WRITTEN INSTRUCTION
Copy all the material below line for line, leaving out the pictures.
☆ ☆ ☆ ☆ ☆ ☆ ☆
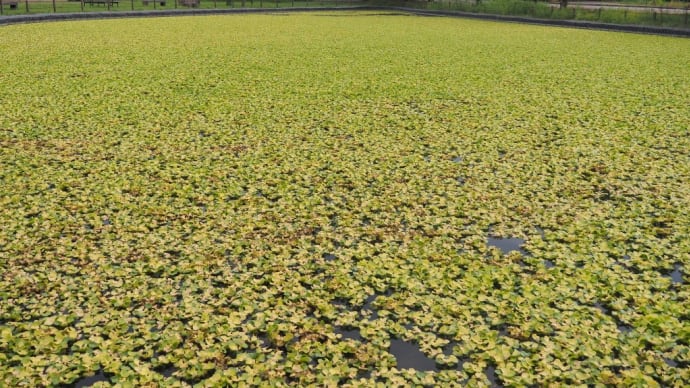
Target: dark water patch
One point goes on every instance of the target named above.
(540, 231)
(501, 329)
(624, 329)
(676, 275)
(91, 380)
(601, 308)
(507, 245)
(448, 349)
(349, 333)
(168, 371)
(490, 372)
(408, 355)
(369, 306)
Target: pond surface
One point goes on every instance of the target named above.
(91, 380)
(409, 356)
(507, 245)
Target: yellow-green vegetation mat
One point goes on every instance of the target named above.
(342, 199)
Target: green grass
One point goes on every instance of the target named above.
(216, 200)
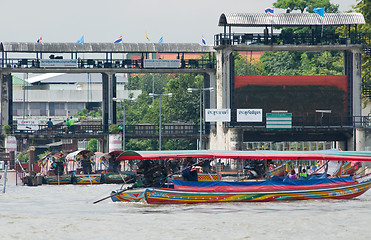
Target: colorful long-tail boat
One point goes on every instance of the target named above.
(274, 189)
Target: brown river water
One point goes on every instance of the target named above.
(68, 212)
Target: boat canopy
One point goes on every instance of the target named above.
(72, 156)
(212, 154)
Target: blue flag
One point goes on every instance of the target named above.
(320, 11)
(203, 41)
(118, 40)
(269, 10)
(81, 40)
(161, 40)
(40, 40)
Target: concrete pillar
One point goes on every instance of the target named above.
(222, 138)
(357, 79)
(6, 95)
(108, 105)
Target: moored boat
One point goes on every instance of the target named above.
(275, 189)
(80, 166)
(53, 169)
(110, 167)
(257, 191)
(133, 195)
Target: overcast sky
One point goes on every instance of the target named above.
(103, 21)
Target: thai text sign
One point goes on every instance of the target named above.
(58, 63)
(28, 124)
(161, 63)
(249, 115)
(279, 120)
(217, 115)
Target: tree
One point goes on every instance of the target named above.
(302, 5)
(92, 145)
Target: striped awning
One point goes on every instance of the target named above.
(289, 19)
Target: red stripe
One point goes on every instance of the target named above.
(263, 188)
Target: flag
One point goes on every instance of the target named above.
(269, 10)
(148, 37)
(161, 40)
(81, 40)
(118, 40)
(320, 11)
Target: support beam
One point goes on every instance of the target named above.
(6, 95)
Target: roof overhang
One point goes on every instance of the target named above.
(20, 47)
(289, 19)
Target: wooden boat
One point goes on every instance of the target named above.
(133, 195)
(80, 166)
(256, 190)
(53, 169)
(109, 166)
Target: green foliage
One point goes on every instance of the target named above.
(114, 128)
(302, 5)
(40, 156)
(92, 145)
(7, 129)
(22, 157)
(85, 114)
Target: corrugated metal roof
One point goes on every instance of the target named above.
(289, 19)
(106, 47)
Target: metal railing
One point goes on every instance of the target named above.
(107, 63)
(192, 130)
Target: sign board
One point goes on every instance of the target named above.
(10, 144)
(249, 115)
(161, 63)
(58, 63)
(279, 120)
(217, 115)
(28, 124)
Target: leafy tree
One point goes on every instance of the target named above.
(22, 157)
(92, 145)
(302, 5)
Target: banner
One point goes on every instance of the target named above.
(161, 63)
(58, 63)
(217, 115)
(249, 115)
(279, 120)
(28, 124)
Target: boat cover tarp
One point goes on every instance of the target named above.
(264, 185)
(215, 154)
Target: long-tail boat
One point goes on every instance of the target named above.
(53, 169)
(275, 189)
(79, 164)
(110, 166)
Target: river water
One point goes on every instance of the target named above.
(68, 212)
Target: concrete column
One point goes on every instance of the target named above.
(108, 105)
(6, 95)
(357, 101)
(222, 138)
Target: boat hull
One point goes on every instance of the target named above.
(166, 196)
(56, 180)
(135, 195)
(116, 177)
(85, 179)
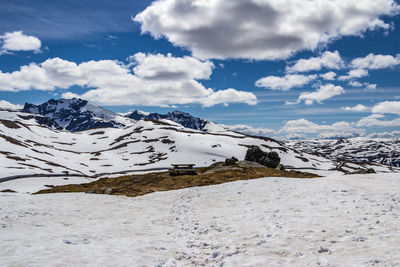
☆ ☆ ☆ ☆ ☆ ☆ ☆
TASK RESULT
Target: dark water patch
One point goes on every instance of the target named above.
(540, 231)
(501, 329)
(624, 329)
(676, 275)
(91, 380)
(601, 308)
(507, 245)
(448, 349)
(349, 333)
(168, 371)
(490, 372)
(408, 355)
(369, 306)
Target: pond surface
One point goes on every instance of the target named above.
(91, 380)
(409, 356)
(507, 245)
Target: yellow-green vegetation mat
One point goes on every instance of the target named above.
(342, 199)
Target: green grass
One point goes on every instance of the target named above.
(216, 200)
Target: colorful long-tail boat
One point goes on every instance of the target named above.
(274, 189)
Target: brown river water
One point goes on every instance of the target named above.
(68, 212)
Target: boat canopy
One point goes on every instance of the target named above.
(72, 156)
(212, 154)
Target: blue flag
One point goes on every instance of the target named above.
(320, 11)
(203, 41)
(118, 40)
(269, 10)
(81, 40)
(161, 40)
(40, 40)
Target: concrete pillar
One point goes on every instance of the target named above.
(222, 138)
(357, 79)
(6, 95)
(108, 105)
Target: moored boat
One point goes on every instance of the target named above.
(275, 189)
(80, 166)
(53, 169)
(110, 167)
(257, 191)
(133, 195)
Target: overcast sky
One point goes on every instance of the target named above.
(103, 21)
Target: thai text sign
One point goes on every instance of the target named above.
(58, 63)
(28, 124)
(161, 63)
(249, 115)
(279, 120)
(217, 115)
Target: tree
One point goes on every instance of the target named above.
(302, 5)
(92, 145)
Target: striped awning
One point goes on every instance of the target named above.
(289, 19)
Target: red stripe
One point goes on every instance of the target named above.
(263, 188)
Target: flag
One point goes on every instance of the target named above.
(269, 10)
(148, 37)
(161, 40)
(81, 40)
(118, 40)
(320, 11)
Target: support beam
One point goes on every instance of the target named above.
(6, 95)
Target: roof overhang
One point goes on every instance of the target named above.
(20, 47)
(289, 19)
Target: wooden boat
One point goes on every instance of the target named above.
(133, 195)
(80, 166)
(256, 190)
(53, 169)
(109, 166)
Target: green foliage
One point goes on every instance of the target named above.
(114, 128)
(302, 5)
(40, 156)
(92, 145)
(7, 129)
(22, 157)
(85, 114)
Target: corrugated metal roof
One point goes on every instance of the target named above.
(289, 19)
(106, 47)
Target: metal railing
One point goes on every instance of the target named above.
(107, 63)
(192, 130)
Target: sign board
One point goes on every instance of the target named above.
(10, 144)
(249, 115)
(161, 63)
(58, 63)
(279, 120)
(217, 115)
(28, 124)
Target: leafy tree
One point goes on every instance of the target named above.
(22, 157)
(92, 145)
(302, 5)
Target: banner
One point goes on every instance of the target named above.
(161, 63)
(58, 63)
(217, 115)
(249, 115)
(279, 120)
(28, 124)
Target: boat cover tarp
One point goes on every instance of the target named above.
(264, 185)
(215, 154)
Target: long-tail boat
One point goes on every instance of the target named above.
(53, 169)
(275, 189)
(79, 164)
(110, 166)
Target: river water
One point goes on every instance of the target named above.
(68, 212)
Target: concrete column
One point goes on every instance of the target named above.
(108, 105)
(6, 95)
(357, 101)
(222, 138)
Target: boat hull
One point goes on every instance of the target named above.
(166, 196)
(56, 180)
(135, 195)
(116, 177)
(85, 179)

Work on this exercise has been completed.